Exercises to complete:
A: Rewrite the judgment's passage starting at "2. Mr. Ram Kumar" and ending at "by opposite party.", with "opposite party" changed to "the other side".
B: Carry on the Delhi High Court judgment on the interest claim from its final sentence.

Quoted text:
::::::::
Citation : 2009 Latest Caselaw 3805 Del
Judgement Date : 16 September, 2009
* IN THE HIGH COURT OF DELHI AT NEW DELHI
+ EFA(OS) No.1/2006
M/S. JAGAN NATH ASHOK KUMAR ..... Appellant
Through: Mr. Ram Kumar Gupta,
Partner of Appellant
Firm
versus
DELHI DEVELOPMENT AUTHORITY ....Respondent
Through: Ms. Anusuya Salwan,
Adv.
% Date of Hearing : August 19, 2009
Date of Decision : September 16, 2009
CORAM:
* HON'BLE MR. JUSTICE VIKRAMAJIT SEN
HON'BLE MR. JUSTICE V.K. JAIN
1. Whether reporters of local papers may be
allowed to see the Judgment? No
2. To be referred to the Reporter or not? No
3. Whether the Judgment should be reported
in the Digest? No
VIKRAMAJIT SEN, J.
1. The present Appeal impugns the Order dated 21.11.2005
passed by the Execution Court, declining the prayer of the
present Appellant seeking pre-suit and pendente lite interest on
the Arbitral Award published by the learned Arbitrator on
25.9.1997. This was pursuant to the Order dated 19.5.1997
passed by the Division Bench of this Court remanding the
matter for reconsideration. The plea of the Appellant before the
Execution Court and also before us has been that the Award
dated 25.9.1997 is only a part of the claim earlier awarded by
the learned Arbitrator vide Order dated 22.3.1991. Thus, the
two Awards had merged and that the Order dated 7.7.1994
whereby the learned Single Judge was pleased to allow the pre-
suit and pendente lite interest at the rate of 12 per cent per
annum from the date of the Award would apply on the
subsequent Award dated 25.9.1997 as well.
2. Mr. Ram Kumar Gupta, Partner of the Appellant Firm, who
has appeared in person, has sought to urge that vide Award
dated 25.9.1997, the learned Arbitrator awarded a sum of
Rupees 3,19,333/- as pre-suit and pendente lite interest which
would have, in fact, been payable on 22.3.1991 and thus making
him entitled to interest thereon. Reliance has been placed on a
decision of the Division Bench of this Hon'ble Court in DDA -vs-
Saraswati Construction Company, 114(2004) DLT 385(DB)
where it has been held that the interest awarded in lieu of
compensation or damages become principal amount for which
the party would be entitled for interest on account of it being
withheld by opposite party.
::::::::
Data provided:
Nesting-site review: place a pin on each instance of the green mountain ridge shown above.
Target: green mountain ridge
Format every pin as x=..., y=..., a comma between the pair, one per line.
::::::::
Results for the exercise:
A:
2. Mr. Ram Kumar Gupta, Partner of the Appellant Firm, who
has appeared in person, has sought to urge that vide Award
dated 25.9.1997, the learned Arbitrator awarded a sum of
Rupees 3,19,333/- as pre-suit and pendente lite interest which
would have, in fact, been payable on 22.3.1991 and thus making
him entitled to interest thereon. Reliance has been placed on a
decision of the Division Bench of this Hon'ble Court in DDA -vs-
Saraswati Construction Company, 114(2004) DLT 385(DB)
where it has been held that the interest awarded in lieu of
compensation or damages become principal amount for which
the party would be entitled for interest on account of it being
withheld by the other side.

B:
3. The learned counsel for the Respondent has stated that
pursuant to the Order dated 7.7.1994, wherein the learned
Single Judge made the initial Award rule of Court, the Appellant
has been paid the entire decreetal amount of Rupees 5,18,714/-
on 9.12.1994 inclusive of up-to-date interest. The reference
made to the learned Arbitrator by the Division Bench vide Order
dated 19.5.1997 was limited to specific issue of determination of
pre-suit and pendente lite interest. The Arbitrator vide its Award
dated 25.9.1997 awarded Rupees 1,65,248/- as pre-suit interest
on Rupees 3,57,295/- at the rate of 15 per cent per annum and
Rupees 37,963/- as pendente lite interest on the same Award. A
Decree was passed with modification in the Award on 5.2.2001
and this amount as per that Decree has been calculated and has
been paid. In light of these facts the learned counsel for the
Respondent has urged that the subsequent reference to the
learned Arbitrator by the Division Bench of this Court was, in
fact, for determination of pre-suit and pendente lite interest
accruing to the Appellant and thus the demand for pendente lite
and pre-suit interest on this amount now does not arise at all.
4. We find ourselves in agreement with the learned counsel
for the Respondent and it is our considered view that the ratio
of Saraswati Construction is not attracted in the present case
as in that case the Award that got merged in the original Award
was the compensation under a Clause of the Agreement. In the
present case, the subsequent Award was in reference to the
pendente lite and pre-suit interest in which case the merger of
the two Awards for levying interest cannot be allowed.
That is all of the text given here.